What is asked
Render the listing below as a Markdown table with the columns Row and Line, omitting blank lines. Begin at the line that contains "Given the following task — detect wooden armoire" and stop after the line that contains "[430,171,506,293]".

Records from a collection
—————

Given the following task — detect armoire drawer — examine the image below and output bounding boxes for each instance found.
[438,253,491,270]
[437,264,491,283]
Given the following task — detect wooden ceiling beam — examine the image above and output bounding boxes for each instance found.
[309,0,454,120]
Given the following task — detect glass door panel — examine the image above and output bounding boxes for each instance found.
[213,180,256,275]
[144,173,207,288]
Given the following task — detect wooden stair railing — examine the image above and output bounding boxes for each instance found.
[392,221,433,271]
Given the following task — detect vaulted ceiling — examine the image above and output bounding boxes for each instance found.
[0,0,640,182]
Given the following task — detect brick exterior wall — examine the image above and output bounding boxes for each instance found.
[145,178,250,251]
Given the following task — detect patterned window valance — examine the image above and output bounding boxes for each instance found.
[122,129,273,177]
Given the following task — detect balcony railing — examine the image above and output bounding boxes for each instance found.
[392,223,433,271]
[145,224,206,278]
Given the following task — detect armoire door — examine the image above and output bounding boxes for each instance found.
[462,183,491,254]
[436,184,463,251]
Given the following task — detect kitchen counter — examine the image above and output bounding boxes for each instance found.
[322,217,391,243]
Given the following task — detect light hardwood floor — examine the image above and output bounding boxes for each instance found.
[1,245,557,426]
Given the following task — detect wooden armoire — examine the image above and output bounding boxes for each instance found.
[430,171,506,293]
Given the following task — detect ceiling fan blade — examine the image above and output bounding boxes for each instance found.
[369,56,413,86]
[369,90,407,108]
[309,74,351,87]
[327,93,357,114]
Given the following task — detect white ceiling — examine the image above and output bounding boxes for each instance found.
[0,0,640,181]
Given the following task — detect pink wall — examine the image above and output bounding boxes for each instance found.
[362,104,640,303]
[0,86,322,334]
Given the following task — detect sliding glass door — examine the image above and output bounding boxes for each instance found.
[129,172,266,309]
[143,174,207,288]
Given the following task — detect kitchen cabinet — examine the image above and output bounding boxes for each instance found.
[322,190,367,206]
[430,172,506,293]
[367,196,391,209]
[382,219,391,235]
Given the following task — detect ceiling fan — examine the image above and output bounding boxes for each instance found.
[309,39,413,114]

—————

The solution
| Row | Line |
|---|---|
| 1 | Given the following task — detect wooden armoire — examine the image above and output bounding boxes for each instance found. |
| 2 | [430,171,506,293] |